Task instructions: Going line by line through the listing, how many lines hold "below"? State nothing but the number.

Material shown:
_ _ _ _ _

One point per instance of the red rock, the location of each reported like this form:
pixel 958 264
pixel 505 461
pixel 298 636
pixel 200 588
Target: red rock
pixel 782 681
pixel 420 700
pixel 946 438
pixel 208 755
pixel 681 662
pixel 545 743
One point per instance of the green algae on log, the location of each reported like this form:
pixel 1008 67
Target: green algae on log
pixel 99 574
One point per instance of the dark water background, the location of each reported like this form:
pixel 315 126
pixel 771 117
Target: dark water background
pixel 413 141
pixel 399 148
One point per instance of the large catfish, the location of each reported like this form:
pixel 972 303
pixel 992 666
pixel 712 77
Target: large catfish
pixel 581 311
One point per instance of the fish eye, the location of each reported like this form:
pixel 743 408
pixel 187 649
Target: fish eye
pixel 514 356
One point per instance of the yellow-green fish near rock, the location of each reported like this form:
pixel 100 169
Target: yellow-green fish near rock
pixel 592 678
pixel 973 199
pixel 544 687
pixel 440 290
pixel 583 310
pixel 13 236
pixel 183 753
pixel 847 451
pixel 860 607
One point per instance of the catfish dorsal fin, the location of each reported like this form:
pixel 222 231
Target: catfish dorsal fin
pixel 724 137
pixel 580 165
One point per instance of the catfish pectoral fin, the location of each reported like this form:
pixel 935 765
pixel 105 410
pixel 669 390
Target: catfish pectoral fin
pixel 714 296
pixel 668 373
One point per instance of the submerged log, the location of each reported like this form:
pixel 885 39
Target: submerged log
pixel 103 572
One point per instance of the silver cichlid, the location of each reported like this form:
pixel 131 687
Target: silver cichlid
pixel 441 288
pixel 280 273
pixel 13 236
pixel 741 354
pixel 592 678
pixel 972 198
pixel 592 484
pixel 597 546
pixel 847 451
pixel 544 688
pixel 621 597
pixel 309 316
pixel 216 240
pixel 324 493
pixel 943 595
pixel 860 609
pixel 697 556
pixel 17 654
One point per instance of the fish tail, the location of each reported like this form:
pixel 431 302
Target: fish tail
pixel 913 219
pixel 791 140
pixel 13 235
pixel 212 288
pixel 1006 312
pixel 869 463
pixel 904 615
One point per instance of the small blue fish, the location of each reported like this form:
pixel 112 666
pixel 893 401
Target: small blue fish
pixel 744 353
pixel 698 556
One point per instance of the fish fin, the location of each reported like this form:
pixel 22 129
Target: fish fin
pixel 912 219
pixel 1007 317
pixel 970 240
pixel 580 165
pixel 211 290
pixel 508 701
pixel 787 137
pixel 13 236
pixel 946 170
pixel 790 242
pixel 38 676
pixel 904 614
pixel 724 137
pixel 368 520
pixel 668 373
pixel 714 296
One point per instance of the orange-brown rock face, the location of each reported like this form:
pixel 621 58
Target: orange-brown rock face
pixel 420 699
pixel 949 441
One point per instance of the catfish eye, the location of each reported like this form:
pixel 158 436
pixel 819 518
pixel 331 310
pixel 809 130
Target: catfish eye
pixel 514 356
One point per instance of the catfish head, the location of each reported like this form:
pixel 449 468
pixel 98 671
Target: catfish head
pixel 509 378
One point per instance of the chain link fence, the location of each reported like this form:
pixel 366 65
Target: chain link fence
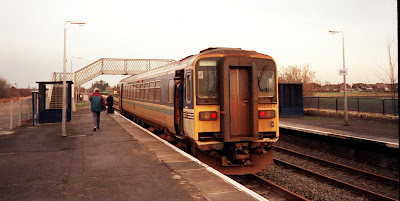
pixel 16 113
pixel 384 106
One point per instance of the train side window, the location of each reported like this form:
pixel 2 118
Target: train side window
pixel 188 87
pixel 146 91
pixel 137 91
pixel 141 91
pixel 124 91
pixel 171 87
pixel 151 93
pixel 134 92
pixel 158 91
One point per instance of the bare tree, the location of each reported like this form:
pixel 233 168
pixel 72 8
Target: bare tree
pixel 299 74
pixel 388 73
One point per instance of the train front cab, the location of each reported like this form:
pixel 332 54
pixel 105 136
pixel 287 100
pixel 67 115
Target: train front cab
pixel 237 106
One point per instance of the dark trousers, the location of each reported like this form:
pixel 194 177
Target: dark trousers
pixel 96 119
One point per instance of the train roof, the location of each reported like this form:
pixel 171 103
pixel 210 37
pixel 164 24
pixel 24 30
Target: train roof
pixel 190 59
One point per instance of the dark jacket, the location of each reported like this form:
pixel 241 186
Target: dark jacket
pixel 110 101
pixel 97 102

_ _ _ _ _

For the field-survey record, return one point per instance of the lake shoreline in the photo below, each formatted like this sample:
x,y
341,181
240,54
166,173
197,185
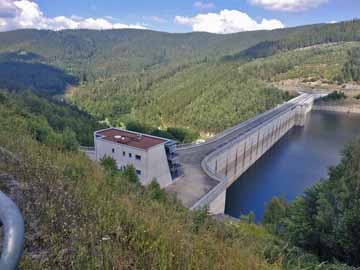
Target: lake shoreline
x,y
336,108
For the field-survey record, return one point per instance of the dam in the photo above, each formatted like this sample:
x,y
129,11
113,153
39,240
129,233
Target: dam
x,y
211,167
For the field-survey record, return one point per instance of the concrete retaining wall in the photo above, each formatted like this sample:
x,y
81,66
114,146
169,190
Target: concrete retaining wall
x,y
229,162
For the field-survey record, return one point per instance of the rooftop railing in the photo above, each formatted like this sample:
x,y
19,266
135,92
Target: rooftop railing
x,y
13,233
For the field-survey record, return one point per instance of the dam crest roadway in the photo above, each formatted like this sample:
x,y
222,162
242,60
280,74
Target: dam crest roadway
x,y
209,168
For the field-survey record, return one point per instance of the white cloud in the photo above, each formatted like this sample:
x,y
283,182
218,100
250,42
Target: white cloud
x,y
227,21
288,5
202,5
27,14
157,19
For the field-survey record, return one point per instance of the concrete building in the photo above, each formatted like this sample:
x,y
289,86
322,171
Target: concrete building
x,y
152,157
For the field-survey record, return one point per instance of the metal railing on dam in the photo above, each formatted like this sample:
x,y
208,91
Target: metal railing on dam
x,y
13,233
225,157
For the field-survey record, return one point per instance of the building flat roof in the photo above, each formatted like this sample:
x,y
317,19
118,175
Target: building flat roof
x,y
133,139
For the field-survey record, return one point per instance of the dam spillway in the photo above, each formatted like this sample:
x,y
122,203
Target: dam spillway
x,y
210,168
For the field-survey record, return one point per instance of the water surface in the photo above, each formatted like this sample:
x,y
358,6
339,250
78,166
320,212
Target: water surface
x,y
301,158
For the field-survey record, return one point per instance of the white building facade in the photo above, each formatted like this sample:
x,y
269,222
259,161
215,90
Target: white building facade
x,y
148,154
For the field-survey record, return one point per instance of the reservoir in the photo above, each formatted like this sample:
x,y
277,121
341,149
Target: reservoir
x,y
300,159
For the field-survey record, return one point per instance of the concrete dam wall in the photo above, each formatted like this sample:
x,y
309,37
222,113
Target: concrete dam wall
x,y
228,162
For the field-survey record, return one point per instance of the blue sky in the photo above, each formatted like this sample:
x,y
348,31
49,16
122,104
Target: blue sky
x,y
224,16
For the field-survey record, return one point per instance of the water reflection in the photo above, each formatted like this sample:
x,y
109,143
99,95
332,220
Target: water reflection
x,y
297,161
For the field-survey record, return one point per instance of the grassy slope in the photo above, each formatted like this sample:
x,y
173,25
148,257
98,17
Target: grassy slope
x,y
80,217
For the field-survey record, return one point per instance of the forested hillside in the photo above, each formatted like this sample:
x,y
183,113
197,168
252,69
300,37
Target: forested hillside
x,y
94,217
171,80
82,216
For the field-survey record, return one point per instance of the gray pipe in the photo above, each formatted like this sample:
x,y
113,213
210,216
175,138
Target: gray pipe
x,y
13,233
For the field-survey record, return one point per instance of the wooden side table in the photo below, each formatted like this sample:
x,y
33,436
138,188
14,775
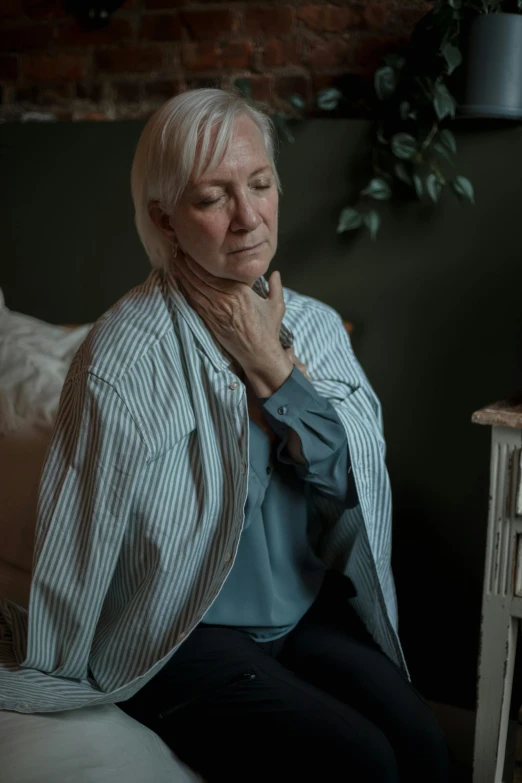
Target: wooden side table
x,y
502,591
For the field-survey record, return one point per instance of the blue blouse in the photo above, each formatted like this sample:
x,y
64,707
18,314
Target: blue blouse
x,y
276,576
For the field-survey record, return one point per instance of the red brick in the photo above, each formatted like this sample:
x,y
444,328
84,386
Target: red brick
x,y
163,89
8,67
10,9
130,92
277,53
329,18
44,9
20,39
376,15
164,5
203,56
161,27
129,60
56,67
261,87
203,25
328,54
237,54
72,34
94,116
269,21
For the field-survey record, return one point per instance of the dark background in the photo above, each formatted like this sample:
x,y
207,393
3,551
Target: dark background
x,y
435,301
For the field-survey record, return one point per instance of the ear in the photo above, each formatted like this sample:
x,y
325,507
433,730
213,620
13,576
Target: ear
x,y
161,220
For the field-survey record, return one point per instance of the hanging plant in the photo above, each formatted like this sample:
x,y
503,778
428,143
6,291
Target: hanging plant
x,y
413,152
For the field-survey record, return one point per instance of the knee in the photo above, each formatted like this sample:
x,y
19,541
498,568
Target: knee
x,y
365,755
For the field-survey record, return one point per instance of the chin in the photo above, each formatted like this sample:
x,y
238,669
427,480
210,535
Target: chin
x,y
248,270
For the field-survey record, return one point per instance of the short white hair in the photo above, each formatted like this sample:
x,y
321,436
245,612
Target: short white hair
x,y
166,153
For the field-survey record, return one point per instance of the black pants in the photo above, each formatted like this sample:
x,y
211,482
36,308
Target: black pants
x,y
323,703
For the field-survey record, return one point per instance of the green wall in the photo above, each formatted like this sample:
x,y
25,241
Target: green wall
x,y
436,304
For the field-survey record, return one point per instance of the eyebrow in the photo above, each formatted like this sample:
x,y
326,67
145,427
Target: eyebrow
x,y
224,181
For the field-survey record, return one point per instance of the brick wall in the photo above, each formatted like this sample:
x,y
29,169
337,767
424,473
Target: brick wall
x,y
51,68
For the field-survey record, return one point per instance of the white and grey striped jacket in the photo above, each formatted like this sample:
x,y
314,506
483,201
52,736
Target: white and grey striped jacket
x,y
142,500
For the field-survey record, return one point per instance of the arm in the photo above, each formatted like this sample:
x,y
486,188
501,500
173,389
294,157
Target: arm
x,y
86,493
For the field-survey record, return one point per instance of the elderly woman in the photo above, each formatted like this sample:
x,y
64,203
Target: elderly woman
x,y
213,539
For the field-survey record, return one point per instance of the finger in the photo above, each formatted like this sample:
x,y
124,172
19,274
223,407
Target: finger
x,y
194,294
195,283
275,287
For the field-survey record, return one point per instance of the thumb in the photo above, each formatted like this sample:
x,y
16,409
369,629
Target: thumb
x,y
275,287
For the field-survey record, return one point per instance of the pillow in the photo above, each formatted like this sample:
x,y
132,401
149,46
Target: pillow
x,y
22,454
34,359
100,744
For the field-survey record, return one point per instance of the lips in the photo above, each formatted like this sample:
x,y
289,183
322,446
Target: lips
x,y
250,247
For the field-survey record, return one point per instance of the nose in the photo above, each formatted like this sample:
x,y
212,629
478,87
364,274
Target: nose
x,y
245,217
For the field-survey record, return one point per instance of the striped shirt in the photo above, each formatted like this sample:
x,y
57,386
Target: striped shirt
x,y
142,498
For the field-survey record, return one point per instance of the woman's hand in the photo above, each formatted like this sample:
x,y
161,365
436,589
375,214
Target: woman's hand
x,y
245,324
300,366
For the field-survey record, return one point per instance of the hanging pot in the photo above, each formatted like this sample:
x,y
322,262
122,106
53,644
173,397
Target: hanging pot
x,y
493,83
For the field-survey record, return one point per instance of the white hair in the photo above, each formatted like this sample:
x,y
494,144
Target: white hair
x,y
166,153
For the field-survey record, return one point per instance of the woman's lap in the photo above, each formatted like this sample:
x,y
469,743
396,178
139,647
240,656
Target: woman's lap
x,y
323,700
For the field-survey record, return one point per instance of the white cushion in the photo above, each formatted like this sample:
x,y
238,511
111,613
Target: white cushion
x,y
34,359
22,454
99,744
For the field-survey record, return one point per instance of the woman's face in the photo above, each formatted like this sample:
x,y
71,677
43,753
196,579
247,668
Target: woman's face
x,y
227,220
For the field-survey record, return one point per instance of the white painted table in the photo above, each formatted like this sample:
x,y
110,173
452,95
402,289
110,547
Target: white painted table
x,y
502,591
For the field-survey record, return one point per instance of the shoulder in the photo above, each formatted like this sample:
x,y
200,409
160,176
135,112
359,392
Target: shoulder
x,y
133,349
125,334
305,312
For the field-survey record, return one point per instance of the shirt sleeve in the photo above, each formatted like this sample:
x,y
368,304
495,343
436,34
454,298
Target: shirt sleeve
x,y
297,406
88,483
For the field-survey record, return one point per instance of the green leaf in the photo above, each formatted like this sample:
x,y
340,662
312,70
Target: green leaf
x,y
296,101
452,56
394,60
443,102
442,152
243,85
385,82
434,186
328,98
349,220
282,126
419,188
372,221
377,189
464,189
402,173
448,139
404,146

_ _ _ _ _

Exercise response: 2